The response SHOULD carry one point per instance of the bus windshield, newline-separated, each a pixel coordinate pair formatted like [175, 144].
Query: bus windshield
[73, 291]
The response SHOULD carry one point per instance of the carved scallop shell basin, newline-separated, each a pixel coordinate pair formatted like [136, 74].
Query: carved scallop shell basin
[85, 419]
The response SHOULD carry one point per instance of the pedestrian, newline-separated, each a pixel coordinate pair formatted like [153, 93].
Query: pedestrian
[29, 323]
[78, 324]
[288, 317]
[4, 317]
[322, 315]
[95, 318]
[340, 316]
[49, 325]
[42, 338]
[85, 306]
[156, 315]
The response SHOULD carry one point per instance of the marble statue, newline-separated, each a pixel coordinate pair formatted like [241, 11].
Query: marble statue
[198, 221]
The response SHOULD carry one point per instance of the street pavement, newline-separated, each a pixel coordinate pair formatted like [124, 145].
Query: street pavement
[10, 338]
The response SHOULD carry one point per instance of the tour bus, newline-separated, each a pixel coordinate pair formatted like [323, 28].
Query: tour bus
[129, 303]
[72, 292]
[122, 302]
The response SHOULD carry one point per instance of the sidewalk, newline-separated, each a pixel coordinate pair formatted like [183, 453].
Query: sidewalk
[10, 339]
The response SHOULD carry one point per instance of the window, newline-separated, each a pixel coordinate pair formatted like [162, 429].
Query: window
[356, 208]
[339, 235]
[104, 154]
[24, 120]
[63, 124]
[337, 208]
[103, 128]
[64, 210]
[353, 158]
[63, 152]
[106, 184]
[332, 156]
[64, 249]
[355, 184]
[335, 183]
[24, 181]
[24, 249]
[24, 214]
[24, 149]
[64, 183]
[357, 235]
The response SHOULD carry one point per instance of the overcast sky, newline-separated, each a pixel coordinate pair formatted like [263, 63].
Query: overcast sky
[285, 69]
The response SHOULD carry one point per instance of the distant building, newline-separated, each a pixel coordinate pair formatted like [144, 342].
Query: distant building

++++++++++

CHALLENGE: Copy all of the entries above, substituting "passerby" for each occurrence of "pedestrian". Leave everything else unchanged.

RESPONSE:
The response SHOULD carry one point per instance of the bus windshield, newline-separated, each a pixel coordinate pair formatted like [175, 144].
Query: bus windshield
[73, 291]
The response SHOULD carry one point per instance of the carved scallop shell basin, newline-separated, each a pixel coordinate pair formatted like [136, 74].
Query: carved scallop shell basin
[85, 419]
The response SHOULD carry one point per instance of the passerby, newline-separated, each a pixel coordinate pair formatted like [153, 93].
Query: passerby
[29, 323]
[78, 324]
[288, 317]
[4, 317]
[322, 315]
[95, 318]
[340, 316]
[49, 325]
[42, 338]
[85, 306]
[156, 315]
The response SHOULD carry one point per instance of the marble statue, newline-separated, each a pixel coordinate pair formatted like [241, 11].
Query: marble statue
[198, 221]
The response SHOULD carry one point per instance of the street pavement, newline-separated, each a pixel coordinate pair formatted like [124, 145].
Query: street pavement
[10, 338]
The response SHOULD carry one point per instance of the tour bus, newline-separated, each a pixel coordinate pair formatted like [323, 28].
Query: tour bus
[129, 303]
[72, 292]
[122, 302]
The response SHOULD carry one point per instance of the sidewalk, newline-separated, each a pixel coordinate pair formatted like [183, 453].
Query: sidewalk
[10, 339]
The response SHOULD carry one point per instance of the window, newline-separated, each a pixel coordinate pair formatted like [162, 429].
Query: window
[356, 208]
[339, 235]
[104, 154]
[24, 120]
[63, 124]
[337, 208]
[103, 128]
[64, 210]
[353, 158]
[63, 152]
[106, 184]
[332, 156]
[64, 249]
[355, 184]
[335, 183]
[24, 181]
[24, 249]
[24, 214]
[24, 149]
[64, 183]
[357, 235]
The response SHOULD carry one point per instance of the overcast sky, newline-separated, each a pixel coordinate pair formatted like [263, 63].
Query: overcast sky
[285, 69]
The response SHOULD carry one point per instance of the distant building, newline-separated, each a pixel coordinate pair formatted like [144, 342].
Query: distant building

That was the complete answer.